# Task 1:
Summarize the passage about Mississippi in two sentences.
# Task 2:
Extend the passage about Mississippi, picking up after its final sentence.

The result of the registration in Mississippi showed that there were 46,636 white registered voters, and 60,167 colored ones. An election was then held, for and against a state convention, and for delegates thereto. The whites complained that the selection of delegates was unfairly made, so as to give a large preponderance to the negroes. They were for a time divided in opinion as to the utility of making any opposition to the Republicans. They therefore allowed the election to go practically by default. There were only 6,277 votes, out of a total of 76,076, cast against a convention.

In December, 1867, the provisional governor, Benjamin G. Humphreys, found it necessary to call upon General Ord for assistance in preventing a violent outbreak of the blacks. The blacks had been led by demagogues to expect that lands would be confiscated and distributed among them. He also issued a proclamation against threatened combinations and conspiracies among the blacks to seize lands and establish farms. General Ord gave orders for the arrest of all persons engaged in such unlawful enterprises, and of all white men who should advise negroes to unlawful acts. These vigorous measures had the desired effect. The reckless schemes were abandoned.

# Dataset entries:

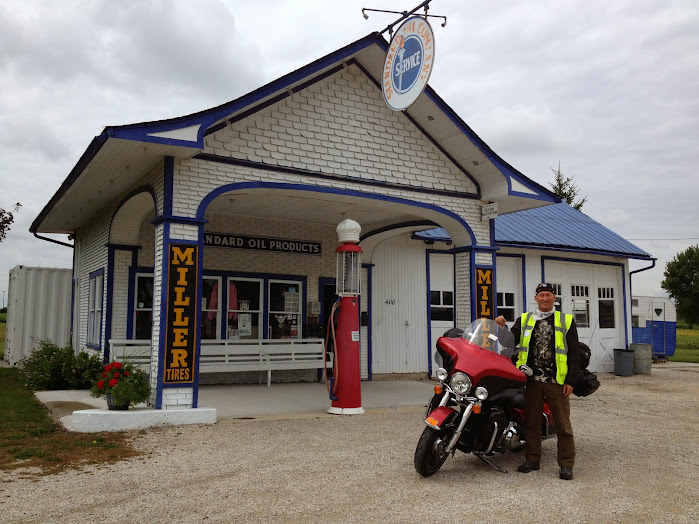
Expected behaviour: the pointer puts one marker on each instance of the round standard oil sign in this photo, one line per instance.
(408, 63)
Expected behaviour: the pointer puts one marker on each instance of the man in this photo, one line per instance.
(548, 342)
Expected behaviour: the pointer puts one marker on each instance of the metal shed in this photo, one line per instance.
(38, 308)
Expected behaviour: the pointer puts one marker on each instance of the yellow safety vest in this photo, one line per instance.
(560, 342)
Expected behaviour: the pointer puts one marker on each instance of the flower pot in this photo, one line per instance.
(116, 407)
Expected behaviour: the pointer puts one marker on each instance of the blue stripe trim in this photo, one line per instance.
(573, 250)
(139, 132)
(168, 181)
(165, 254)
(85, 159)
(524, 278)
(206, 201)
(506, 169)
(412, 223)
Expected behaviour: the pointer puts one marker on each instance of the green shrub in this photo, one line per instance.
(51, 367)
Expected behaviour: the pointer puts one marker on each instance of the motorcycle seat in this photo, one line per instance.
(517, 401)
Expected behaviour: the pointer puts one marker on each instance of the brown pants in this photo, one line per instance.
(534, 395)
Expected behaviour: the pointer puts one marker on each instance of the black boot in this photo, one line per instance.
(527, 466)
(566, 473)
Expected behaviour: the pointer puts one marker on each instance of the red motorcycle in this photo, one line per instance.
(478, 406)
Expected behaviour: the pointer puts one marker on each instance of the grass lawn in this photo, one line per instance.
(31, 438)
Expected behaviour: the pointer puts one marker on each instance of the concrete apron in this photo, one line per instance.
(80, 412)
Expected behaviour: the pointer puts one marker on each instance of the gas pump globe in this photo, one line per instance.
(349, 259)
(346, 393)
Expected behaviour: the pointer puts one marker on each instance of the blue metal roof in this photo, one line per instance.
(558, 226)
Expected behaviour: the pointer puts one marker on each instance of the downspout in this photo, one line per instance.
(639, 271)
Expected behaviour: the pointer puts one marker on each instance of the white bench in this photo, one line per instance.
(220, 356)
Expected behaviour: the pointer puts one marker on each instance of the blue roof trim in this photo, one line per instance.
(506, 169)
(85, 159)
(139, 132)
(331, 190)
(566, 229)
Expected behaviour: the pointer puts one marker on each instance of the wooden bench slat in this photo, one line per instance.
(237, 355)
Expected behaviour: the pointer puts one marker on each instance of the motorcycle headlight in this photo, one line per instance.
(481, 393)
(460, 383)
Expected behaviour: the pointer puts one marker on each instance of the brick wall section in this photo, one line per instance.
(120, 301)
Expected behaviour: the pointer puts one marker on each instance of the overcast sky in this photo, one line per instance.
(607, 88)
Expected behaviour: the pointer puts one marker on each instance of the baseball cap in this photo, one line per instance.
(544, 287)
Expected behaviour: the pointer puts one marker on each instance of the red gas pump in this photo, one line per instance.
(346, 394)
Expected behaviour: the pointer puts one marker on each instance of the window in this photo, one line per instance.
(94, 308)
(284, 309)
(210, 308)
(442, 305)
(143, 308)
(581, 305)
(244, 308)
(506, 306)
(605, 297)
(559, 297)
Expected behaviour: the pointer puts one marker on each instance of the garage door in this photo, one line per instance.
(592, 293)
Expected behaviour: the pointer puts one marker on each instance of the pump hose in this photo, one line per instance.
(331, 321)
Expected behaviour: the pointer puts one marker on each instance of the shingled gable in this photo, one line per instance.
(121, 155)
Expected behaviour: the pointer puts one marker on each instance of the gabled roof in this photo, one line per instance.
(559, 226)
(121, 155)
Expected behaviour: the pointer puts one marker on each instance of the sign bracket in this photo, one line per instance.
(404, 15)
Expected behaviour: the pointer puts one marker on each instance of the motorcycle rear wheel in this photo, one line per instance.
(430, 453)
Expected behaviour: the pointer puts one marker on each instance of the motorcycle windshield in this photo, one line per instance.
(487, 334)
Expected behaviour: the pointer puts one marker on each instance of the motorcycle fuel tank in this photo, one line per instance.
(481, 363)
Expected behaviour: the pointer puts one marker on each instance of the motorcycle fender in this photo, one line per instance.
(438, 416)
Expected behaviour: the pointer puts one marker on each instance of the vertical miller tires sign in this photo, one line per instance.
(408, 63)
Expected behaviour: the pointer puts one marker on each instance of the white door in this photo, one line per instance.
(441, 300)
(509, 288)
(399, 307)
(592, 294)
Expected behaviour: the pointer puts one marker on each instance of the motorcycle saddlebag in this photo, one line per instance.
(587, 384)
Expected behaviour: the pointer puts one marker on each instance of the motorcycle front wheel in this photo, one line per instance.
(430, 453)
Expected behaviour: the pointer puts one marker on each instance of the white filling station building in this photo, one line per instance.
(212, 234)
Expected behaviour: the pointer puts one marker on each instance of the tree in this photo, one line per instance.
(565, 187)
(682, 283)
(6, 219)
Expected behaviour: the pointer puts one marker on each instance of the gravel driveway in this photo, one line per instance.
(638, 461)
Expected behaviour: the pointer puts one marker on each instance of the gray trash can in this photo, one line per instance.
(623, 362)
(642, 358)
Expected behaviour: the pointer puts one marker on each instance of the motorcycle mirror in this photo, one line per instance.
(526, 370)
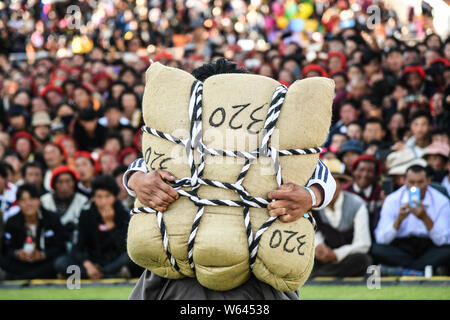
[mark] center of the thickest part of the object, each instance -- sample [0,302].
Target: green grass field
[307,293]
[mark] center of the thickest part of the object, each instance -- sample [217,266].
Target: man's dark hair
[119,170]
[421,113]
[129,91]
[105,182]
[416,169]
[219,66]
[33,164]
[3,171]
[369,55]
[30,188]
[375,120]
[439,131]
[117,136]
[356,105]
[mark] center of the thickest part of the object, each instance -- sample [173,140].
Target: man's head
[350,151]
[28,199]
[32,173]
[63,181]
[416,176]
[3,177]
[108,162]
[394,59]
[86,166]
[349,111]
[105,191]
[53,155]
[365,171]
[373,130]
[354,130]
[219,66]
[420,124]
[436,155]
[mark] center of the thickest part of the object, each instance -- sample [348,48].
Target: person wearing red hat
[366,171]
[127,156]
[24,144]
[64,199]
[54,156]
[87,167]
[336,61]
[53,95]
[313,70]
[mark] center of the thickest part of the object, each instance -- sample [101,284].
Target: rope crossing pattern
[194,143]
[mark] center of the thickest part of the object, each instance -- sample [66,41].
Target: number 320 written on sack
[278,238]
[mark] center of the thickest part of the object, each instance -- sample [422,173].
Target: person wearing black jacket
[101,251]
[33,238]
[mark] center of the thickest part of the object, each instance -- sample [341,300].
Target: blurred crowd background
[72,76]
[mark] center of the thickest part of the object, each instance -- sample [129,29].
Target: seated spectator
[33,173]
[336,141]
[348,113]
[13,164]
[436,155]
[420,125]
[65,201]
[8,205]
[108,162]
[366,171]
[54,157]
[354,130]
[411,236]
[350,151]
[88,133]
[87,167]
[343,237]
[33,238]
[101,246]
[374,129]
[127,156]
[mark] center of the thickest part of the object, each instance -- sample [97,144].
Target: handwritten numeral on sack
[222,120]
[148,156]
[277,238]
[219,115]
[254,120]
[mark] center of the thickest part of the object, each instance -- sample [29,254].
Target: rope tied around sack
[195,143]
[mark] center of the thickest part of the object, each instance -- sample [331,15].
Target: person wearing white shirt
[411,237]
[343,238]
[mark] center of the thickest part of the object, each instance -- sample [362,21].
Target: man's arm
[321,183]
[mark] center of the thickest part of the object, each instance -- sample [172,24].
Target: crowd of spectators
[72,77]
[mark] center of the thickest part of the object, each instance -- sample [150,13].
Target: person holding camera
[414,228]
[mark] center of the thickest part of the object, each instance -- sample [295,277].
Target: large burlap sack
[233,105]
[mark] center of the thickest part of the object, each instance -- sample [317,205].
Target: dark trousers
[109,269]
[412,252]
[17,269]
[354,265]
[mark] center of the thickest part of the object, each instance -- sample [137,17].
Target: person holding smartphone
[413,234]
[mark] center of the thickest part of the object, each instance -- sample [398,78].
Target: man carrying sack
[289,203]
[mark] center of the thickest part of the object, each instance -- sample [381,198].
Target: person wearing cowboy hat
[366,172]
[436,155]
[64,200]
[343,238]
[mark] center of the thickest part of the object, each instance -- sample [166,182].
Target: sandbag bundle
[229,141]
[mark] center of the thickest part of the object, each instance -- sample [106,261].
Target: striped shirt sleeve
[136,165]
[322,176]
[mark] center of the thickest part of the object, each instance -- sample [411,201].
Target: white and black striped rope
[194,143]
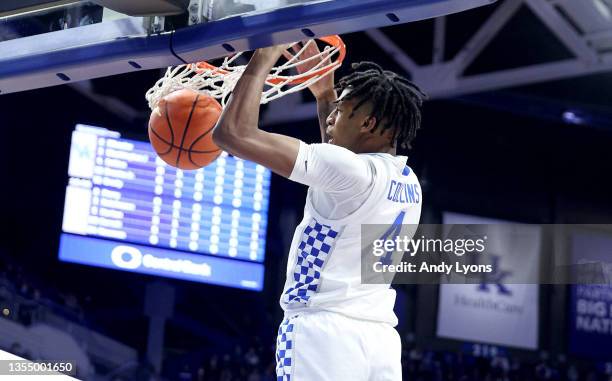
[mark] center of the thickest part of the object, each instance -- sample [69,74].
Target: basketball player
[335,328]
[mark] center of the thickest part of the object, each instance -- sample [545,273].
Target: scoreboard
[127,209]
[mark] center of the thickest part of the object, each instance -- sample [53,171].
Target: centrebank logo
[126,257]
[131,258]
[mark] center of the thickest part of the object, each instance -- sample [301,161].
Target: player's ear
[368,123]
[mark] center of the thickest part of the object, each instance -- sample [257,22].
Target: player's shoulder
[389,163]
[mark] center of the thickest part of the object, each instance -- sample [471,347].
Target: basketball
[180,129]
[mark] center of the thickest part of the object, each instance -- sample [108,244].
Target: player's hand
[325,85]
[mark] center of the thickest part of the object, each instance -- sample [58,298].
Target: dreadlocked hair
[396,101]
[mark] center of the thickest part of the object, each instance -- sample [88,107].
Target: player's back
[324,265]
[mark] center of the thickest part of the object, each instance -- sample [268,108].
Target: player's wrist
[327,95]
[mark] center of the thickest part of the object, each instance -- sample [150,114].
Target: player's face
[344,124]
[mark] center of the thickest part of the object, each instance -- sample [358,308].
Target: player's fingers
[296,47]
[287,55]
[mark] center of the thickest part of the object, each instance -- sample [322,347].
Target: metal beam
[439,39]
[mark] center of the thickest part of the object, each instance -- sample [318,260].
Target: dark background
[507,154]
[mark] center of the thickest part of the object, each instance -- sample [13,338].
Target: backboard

* * *

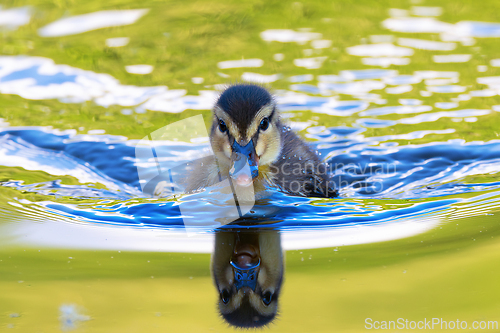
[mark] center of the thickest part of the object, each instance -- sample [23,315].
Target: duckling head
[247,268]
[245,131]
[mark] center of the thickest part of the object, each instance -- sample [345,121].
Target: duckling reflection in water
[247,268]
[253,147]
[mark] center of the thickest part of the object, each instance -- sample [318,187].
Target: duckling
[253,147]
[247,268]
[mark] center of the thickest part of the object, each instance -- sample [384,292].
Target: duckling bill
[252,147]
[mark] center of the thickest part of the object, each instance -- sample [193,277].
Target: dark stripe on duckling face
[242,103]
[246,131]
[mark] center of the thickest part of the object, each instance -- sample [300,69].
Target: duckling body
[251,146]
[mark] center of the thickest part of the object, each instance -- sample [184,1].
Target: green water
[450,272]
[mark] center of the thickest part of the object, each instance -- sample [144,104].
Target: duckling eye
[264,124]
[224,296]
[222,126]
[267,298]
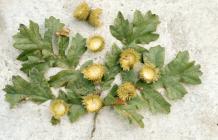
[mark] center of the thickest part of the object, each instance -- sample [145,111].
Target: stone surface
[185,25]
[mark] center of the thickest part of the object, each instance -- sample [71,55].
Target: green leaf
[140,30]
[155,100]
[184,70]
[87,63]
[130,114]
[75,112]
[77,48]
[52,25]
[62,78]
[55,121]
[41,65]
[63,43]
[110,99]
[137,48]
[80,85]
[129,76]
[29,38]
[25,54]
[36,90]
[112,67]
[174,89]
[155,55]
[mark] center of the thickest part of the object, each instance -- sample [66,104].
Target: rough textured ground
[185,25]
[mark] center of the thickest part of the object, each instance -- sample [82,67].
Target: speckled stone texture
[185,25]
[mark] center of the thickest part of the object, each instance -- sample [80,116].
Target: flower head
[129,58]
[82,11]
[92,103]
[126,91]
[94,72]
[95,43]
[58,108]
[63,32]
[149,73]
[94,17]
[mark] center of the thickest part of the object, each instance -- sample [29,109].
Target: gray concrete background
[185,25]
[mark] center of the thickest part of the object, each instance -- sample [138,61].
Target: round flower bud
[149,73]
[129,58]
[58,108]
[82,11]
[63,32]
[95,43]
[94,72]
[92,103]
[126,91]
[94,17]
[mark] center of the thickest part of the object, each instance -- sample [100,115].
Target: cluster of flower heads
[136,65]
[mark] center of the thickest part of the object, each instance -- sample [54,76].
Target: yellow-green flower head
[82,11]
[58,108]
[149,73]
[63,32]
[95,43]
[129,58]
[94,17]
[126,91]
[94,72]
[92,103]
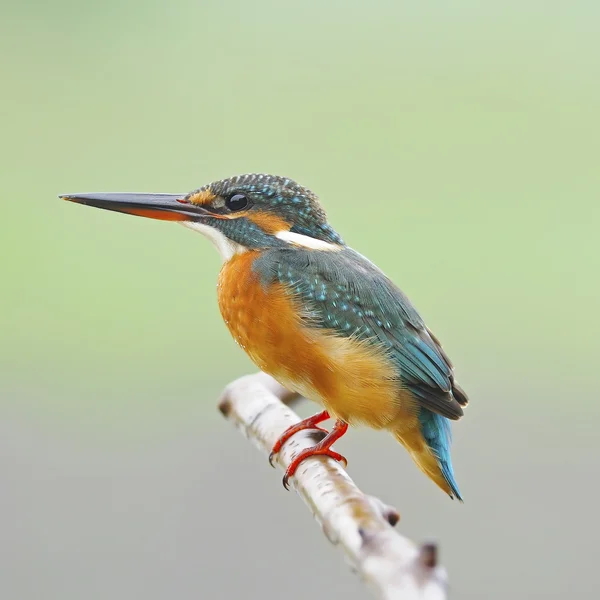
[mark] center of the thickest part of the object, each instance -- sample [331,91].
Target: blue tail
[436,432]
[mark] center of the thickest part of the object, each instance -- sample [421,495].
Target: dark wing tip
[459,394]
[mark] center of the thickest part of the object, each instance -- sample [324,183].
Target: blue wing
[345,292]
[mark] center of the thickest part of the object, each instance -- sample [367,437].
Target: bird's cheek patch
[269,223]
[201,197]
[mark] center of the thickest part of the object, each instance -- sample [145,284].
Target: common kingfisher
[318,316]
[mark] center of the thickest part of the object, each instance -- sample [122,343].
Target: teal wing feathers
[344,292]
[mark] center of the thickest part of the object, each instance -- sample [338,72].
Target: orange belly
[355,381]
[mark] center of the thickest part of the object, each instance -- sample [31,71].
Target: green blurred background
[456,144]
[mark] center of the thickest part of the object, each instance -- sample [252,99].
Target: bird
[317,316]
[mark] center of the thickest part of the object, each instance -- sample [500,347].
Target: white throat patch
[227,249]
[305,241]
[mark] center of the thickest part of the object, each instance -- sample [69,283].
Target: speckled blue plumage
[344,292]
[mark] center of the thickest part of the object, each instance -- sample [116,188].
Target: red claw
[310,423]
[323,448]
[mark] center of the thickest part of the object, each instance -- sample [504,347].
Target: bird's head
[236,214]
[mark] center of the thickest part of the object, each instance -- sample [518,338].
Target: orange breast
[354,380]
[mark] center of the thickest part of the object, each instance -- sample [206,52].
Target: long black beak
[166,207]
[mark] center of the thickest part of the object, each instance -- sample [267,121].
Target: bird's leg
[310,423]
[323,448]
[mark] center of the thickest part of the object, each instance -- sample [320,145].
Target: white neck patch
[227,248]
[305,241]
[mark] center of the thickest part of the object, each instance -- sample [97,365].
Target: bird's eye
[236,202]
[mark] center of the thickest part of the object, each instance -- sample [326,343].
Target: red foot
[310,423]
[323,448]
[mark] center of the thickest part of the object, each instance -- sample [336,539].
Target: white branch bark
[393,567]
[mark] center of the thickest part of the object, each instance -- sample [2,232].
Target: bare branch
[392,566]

# Result 1:
After registration in Mississippi showed more colored than white voters, the whites, who complained that delegates were selected unfairly and were divided over whether to oppose the Republicans, let the convention election go largely by default, with only 6,277 of 76,076 votes cast against a convention. In December 1867, provisional governor Benjamin G. Humphreys sought General Ord's help against threatened land seizures by blacks who had been led to expect confiscation and distribution of lands, and Ord's orders for arrests caused the schemes to be abandoned.

# Result 2:
A disturber of the peace among the whites was W. H. McCardle. He was the editor of a Vicksburg newspaper. He was arrested and court-martialed on charges of publishing articles intended to incite the people to a breach of the peace, and to impede reconstruction. Judge Hill, of the United States District Court, issued a writ of habeas corpus in behalf of McCardle. To this General Ord made return, setting forth the facts; and that the prisoner was held by the authority of the acts of Congress known as the Reconstruction acts. Judge Hill ruled that those acts were valid and constitutional. An appeal was taken to the Supreme Court of the United States. That court dismissed the appeal for want of jurisdiction.

The constitutional convention met in Jackson on the 7th of July, 1868. It continued in session until the 18th of May. It contained a large Republican majority. B. B. Eggleston was elected president. He was an Ohio man. The delegates showed a liberal appreciation of their services by voting themselves a compensation of $10 a day; $20 a day to the president; $15 each to the secretary and reporter; $10 to the sergeant-at-arms, and $2.50 to the pages. There was considerable opposition to this scale of compensation, but the dissatisfied were regarded as almost guilty of treason, and as deserving of expulsion. A committee was appointed to prepare a memorial to Congress, asking for power to remove the state officials appointed or elected under the provisional government and to appoint others in their stead. A protest against this memorial, repelling the charge that the provisional government was in the hands of the rebels, and that the lives and property of loyal men were insecure, was signed by fifteen members, but it was not allowed to be entered on the journal. The convention, by a vote of fifty to nineteen, ordered the protest to be "wrapped in brown paper and returned to its author."

MISSISSIPPI UNDER MILITARY RULE.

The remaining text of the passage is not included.